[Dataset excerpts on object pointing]
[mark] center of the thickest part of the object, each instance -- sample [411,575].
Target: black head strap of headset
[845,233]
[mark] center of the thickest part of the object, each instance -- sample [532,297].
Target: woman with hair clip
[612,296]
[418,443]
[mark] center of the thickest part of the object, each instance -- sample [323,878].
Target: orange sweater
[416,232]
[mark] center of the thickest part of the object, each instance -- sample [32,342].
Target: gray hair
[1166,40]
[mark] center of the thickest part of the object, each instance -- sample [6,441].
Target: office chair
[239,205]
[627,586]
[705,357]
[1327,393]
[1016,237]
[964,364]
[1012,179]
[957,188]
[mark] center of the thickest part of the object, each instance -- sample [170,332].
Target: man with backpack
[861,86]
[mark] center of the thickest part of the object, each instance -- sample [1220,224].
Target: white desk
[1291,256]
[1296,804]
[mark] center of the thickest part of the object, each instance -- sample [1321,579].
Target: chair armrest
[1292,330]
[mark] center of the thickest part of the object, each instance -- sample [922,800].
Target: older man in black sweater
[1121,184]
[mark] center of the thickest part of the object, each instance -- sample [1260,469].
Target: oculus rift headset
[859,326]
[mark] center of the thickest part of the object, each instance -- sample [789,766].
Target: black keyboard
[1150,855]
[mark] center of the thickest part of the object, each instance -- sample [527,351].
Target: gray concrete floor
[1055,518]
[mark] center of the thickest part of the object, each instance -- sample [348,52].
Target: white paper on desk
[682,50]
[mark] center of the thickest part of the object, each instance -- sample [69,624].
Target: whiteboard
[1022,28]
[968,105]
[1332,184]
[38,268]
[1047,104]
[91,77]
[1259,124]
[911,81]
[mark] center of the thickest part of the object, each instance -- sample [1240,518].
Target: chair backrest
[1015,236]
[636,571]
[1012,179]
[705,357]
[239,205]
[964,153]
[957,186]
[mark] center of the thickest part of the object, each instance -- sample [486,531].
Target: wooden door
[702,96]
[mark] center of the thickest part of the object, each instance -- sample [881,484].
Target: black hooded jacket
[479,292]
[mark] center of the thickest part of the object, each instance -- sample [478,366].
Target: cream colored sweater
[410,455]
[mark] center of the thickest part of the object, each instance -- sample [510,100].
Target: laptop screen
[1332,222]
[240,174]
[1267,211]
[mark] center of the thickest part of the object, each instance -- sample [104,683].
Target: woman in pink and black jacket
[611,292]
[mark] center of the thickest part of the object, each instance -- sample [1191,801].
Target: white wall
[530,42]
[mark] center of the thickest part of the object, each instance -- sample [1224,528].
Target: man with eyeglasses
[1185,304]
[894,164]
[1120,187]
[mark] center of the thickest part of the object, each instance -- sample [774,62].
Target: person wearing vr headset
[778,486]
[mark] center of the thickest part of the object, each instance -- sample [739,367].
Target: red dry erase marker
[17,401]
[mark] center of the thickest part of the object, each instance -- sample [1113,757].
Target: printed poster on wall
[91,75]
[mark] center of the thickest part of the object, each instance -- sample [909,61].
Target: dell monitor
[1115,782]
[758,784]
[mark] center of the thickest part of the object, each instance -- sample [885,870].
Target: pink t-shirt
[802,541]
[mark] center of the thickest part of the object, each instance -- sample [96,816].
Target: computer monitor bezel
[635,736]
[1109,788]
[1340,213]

** Instructions for the task **
Substitute "display" for "monitor" in the stretch of records from the line containing "-- sample [774,62]." through the end of the records, and write out that stretch with nothing else changed.

** Output for this exercise **
[mark] center of the thickest part of the object, each instance -- sample [774,62].
Target: person wearing vr headset
[778,486]
[mark] center of the thickest part of the object, each instance -- sample [739,367].
Target: red dry erase marker
[17,401]
[mark] center of the thickest part of the object, each instance -- sample [1113,757].
Target: printed poster on wall
[91,75]
[mark] center of the thickest part of the object, each instance -- sample [909,61].
Target: dell display
[1115,782]
[758,784]
[mark] center of the thickest part of the object, each instance -- sample [885,870].
Target: pink t-shirt
[802,541]
[mark] center of the thickest part of the object, each instance -- sample [96,816].
Target: computer display bezel
[635,736]
[1109,788]
[1340,213]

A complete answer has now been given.